▶ **Exercise goal**: Give the lines again word for word, beginning with the one containing "Target: white building" and ending with the last line of the material below.

+-------+

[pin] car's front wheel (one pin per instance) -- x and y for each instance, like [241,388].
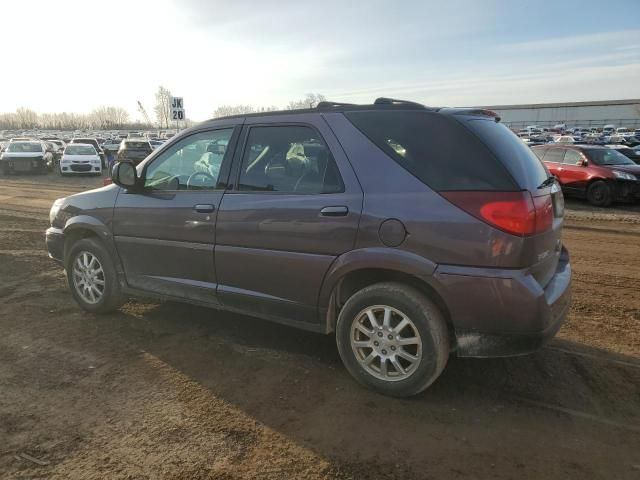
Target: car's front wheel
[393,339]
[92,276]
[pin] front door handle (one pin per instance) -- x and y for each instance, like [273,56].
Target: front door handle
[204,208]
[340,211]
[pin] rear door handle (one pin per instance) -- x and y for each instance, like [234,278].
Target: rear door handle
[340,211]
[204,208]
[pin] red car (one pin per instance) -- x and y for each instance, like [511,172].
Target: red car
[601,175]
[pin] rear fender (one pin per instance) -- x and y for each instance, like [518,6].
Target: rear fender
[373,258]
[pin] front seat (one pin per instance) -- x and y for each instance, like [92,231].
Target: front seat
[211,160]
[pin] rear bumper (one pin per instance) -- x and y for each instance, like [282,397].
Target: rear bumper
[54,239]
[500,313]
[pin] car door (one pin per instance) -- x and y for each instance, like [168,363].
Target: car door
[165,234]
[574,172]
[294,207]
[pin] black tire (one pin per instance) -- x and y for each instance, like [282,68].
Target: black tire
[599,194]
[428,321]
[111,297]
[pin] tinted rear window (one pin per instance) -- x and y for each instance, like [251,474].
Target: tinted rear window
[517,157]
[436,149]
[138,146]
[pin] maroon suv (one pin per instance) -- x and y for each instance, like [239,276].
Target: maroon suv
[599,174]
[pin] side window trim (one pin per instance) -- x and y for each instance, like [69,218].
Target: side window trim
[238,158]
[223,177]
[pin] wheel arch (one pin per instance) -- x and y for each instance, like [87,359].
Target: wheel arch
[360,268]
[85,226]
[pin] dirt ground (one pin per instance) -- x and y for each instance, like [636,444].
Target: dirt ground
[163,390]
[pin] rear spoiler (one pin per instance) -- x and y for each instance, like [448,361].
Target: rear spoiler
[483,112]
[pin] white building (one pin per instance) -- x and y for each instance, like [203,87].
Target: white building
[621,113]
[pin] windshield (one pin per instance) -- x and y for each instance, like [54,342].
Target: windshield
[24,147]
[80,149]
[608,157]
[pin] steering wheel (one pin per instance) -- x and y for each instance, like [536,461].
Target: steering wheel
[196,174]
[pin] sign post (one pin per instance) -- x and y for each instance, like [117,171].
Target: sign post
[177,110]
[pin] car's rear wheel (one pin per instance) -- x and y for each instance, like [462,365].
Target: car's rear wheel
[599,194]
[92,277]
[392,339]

+-------+

▶ **Solution to the exercise**:
Target: white building
[621,113]
[pin] windshield (one pin per instance) -- x and y for each instance, like [54,342].
Target: windshield
[24,147]
[80,149]
[608,157]
[pin] steering wheel (one pin per instance) -- x and y for each instance, like [536,461].
Target: steering wheel
[196,174]
[pin] sign post (one pin per instance) -- x and y for each instance, like [117,171].
Target: sign post
[177,110]
[pin] car's rear wheel (one pin per instance) -- x and y for each instance, like [462,365].
Target: car's rear wheel
[599,194]
[92,277]
[392,339]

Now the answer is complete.